* Begin Excerpt to read *

Fried Rectifier

[wambiker]

Hi all, my 2000 naked has been a little slow turning over when starting for the last week or so, which as it has a hawker odyssey battery, less than 12 months old was a bit puzzling. So as I got off work handy this afternoon, I thought I'd check things over. So started with battery connections and cables to starter, no problems, so I checked the battery voltage, about 12.8v,. I would have expected there or there abouts. But when I started up and checked alternator output I was horified to watch the voltage reach 17.5 volts at 4000 rpm. Shut the bike off and stood back, typical, as an advanced instructor I needed the bloody thing for the first course of the year this saturday, but will not run it again till I've replaced the regulator/rectifier. I suppose I should be lucky at least the ECU survived, but I suspect the battery is toast as well, so thats Xmas overtime spent!

Bl@@dy motorcycles.

Cheers Gary

[raz]

But when I started up and checked alternator output I was horified to watch the voltage reach 17.5 volts at 4000 rpm.

Some people say if the alternator has bad grounding it could give too high voltage at the battery, since the alternator has a different point of view. I'm not sure it could have that effect though. A bad grounding would equal to a voltage drop, and a voltage drop from an alternator giving 14V should produce too low voltage at the battery. On the other hand, a bad grounding may result in more complex scenarios than a static resistance, so maybe they are right.

[callison]

Some people say if the alternator has bad grounding it could give too high voltage at the battery, since the alternator has a different point of view. I'm not sure it could have that effect though. A bad grounding would equal to a voltage drop, and a voltage drop from an alternator giving 14V should produce too low voltage at the battery. On the other hand, a bad grounding may result in more complex scenarios than a static resistance, so maybe they are right.

* End Excerpt to read *
* Begin Extracted records *

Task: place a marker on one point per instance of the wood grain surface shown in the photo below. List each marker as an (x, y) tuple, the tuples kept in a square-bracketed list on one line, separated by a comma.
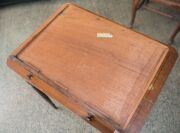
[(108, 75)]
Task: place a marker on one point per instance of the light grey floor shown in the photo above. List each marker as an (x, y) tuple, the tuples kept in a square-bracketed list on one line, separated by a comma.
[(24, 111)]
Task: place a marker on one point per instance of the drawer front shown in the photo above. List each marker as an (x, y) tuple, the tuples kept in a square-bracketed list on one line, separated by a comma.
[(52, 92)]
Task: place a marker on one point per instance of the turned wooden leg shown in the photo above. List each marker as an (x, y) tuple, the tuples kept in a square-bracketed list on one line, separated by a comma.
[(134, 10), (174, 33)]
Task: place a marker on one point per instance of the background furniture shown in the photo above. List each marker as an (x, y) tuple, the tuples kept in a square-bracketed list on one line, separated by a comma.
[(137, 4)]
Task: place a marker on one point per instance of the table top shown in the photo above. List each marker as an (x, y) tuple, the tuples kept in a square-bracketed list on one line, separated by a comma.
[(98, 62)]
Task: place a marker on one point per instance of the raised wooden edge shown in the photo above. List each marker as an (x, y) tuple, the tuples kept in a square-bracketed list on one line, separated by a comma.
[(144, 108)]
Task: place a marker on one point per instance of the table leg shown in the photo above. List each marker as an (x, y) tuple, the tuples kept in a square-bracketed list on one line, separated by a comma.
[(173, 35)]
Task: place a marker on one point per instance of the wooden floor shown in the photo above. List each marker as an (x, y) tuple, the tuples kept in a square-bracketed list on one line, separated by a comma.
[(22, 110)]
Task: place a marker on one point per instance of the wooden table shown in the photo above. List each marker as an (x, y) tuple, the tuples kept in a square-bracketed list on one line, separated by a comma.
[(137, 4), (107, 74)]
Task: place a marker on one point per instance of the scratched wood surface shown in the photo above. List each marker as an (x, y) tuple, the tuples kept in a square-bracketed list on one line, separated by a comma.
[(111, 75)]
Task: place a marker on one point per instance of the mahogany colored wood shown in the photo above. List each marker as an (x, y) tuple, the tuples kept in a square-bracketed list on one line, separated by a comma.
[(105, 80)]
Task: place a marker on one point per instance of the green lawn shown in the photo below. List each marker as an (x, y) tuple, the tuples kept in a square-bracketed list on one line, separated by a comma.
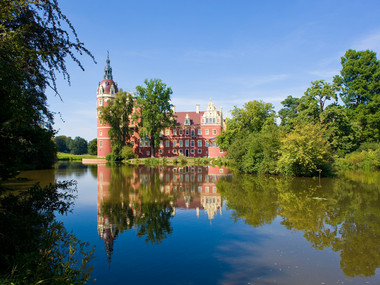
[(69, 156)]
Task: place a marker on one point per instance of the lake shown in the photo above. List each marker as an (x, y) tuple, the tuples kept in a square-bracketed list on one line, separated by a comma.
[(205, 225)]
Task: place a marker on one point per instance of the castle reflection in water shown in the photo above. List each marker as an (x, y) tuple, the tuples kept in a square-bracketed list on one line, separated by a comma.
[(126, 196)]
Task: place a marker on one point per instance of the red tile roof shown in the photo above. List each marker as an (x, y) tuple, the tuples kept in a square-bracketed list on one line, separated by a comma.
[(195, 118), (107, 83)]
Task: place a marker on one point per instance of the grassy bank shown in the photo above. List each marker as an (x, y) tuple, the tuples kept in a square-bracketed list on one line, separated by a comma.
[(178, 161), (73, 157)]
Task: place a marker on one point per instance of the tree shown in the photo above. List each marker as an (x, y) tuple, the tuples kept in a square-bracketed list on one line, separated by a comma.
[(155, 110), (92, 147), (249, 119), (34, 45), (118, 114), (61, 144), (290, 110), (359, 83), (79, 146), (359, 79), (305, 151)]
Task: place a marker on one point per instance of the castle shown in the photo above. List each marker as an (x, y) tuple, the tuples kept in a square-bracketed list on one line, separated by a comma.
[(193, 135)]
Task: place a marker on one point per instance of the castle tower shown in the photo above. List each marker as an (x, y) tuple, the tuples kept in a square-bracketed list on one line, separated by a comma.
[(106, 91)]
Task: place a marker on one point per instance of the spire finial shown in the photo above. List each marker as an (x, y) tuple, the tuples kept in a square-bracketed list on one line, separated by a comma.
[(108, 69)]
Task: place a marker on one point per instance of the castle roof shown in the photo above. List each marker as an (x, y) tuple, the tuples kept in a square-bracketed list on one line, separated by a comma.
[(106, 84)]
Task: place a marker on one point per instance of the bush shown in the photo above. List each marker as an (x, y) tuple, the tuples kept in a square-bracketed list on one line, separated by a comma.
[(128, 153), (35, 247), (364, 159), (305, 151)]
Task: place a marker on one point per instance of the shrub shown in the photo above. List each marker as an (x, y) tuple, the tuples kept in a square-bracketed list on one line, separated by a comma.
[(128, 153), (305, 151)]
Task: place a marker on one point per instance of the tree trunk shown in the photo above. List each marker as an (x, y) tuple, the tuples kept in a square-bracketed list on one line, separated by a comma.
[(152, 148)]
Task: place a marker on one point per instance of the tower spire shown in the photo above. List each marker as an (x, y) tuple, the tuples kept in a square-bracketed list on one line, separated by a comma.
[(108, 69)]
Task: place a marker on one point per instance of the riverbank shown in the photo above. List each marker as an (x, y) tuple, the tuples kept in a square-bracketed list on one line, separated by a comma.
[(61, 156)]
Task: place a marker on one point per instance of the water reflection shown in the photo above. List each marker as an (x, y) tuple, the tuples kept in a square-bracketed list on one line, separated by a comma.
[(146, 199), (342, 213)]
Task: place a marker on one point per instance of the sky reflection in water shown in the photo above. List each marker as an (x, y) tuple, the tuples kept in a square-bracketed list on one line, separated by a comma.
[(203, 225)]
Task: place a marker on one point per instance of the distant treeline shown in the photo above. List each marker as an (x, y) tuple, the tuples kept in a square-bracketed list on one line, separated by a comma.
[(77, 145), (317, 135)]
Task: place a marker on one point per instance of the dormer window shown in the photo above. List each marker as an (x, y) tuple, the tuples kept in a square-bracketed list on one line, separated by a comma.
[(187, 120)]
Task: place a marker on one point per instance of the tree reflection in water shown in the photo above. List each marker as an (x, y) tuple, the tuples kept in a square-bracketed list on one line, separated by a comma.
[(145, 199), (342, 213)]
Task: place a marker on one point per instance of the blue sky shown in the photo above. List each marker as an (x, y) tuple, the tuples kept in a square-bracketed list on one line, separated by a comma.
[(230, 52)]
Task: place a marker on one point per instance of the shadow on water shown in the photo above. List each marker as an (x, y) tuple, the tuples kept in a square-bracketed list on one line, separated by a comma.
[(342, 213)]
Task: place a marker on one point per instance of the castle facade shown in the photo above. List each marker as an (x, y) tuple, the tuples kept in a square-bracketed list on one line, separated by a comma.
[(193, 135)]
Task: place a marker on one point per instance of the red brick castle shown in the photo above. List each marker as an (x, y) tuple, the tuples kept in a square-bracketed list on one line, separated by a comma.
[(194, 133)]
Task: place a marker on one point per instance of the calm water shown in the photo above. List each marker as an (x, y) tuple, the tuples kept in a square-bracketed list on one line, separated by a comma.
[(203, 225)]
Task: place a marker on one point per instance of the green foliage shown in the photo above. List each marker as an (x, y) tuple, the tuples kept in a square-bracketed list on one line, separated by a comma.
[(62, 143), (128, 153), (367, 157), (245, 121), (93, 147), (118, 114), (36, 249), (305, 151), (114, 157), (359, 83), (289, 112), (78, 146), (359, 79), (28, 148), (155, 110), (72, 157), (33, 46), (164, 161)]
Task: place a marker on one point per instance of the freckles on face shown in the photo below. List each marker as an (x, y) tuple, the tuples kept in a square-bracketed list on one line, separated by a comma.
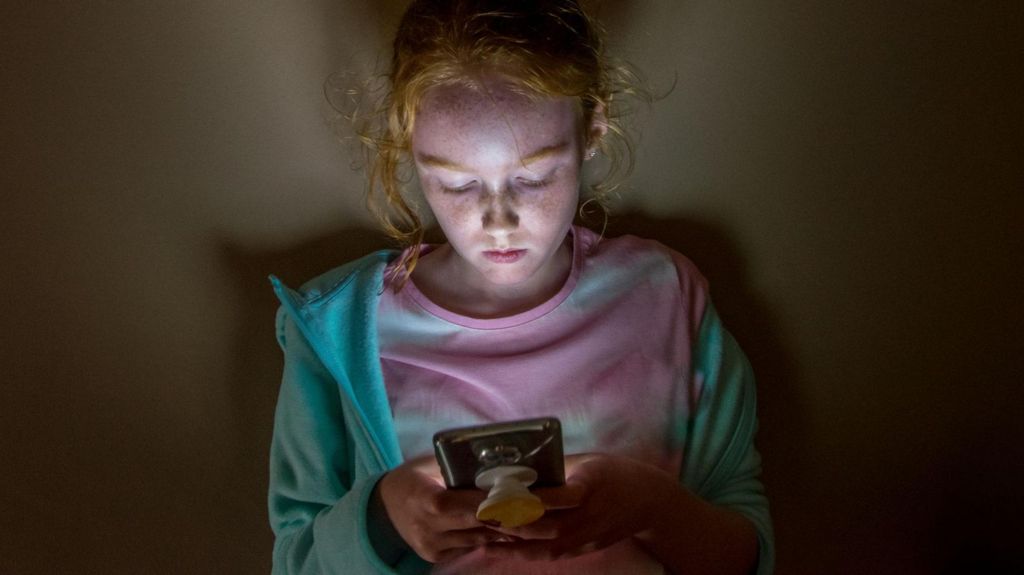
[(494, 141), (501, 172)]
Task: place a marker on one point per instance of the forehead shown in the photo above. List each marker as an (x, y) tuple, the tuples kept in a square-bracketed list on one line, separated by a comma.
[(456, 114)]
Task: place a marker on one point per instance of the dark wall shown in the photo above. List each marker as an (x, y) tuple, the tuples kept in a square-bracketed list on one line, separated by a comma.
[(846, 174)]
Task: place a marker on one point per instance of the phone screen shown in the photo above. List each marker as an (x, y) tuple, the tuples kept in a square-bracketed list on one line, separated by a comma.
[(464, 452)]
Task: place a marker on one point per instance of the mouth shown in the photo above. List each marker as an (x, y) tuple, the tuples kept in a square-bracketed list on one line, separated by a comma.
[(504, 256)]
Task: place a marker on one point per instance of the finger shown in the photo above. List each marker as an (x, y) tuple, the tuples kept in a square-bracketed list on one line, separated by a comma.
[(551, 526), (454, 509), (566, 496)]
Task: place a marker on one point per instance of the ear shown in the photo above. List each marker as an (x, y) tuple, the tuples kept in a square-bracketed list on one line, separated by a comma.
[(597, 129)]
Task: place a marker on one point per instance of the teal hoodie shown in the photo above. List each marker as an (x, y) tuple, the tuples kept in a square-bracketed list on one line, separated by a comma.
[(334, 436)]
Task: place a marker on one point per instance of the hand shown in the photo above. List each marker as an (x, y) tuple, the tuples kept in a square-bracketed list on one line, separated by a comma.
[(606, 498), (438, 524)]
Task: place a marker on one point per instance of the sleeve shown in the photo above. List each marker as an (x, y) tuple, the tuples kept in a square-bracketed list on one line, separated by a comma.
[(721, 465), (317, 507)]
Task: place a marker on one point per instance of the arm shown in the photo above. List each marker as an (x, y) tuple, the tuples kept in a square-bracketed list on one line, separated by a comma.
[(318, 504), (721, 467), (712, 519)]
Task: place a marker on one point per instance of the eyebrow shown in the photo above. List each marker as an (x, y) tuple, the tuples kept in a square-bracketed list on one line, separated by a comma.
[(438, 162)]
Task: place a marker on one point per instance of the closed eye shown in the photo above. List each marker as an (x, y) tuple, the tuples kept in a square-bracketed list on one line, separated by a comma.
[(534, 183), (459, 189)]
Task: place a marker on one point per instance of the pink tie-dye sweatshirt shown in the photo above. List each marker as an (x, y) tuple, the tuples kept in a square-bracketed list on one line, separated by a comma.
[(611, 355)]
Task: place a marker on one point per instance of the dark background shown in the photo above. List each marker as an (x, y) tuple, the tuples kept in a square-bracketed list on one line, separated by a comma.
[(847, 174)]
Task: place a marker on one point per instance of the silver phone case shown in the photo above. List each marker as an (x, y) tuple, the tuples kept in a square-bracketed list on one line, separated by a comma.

* End Extracted records *

| Problems to solve |
A - According to the forum thread about the fried rectifier, what voltage did the alternator output reach at 4000 rpm?
B - Rewrite the part of the fried rectifier thread starting with "Hi all, my 2000" and going on through "Xmas overtime spent!", swapping "battery" for "power pack".

| Per-task outputs |
A - 17.5 volts.

B -
Hi all, my 2000 naked has been a little slow turning over when starting for the last week or so, which as it has a hawker odyssey power pack, less than 12 months old was a bit puzzling. So as I got off work handy this afternoon, I thought I'd check things over. So started with power pack connections and cables to starter, no problems, so I checked the power pack voltage, about 12.8v,. I would have expected there or there abouts. But when I started up and checked alternator output I was horified to watch the voltage reach 17.5 volts at 4000 rpm. Shut the bike off and stood back, typical, as an advanced instructor I needed the bloody thing for the first course of the year this saturday, but will not run it again till I've replaced the regulator/rectifier. I suppose I should be lucky at least the ECU survived, but I suspect the power pack is toast as well, so thats Xmas overtime spent!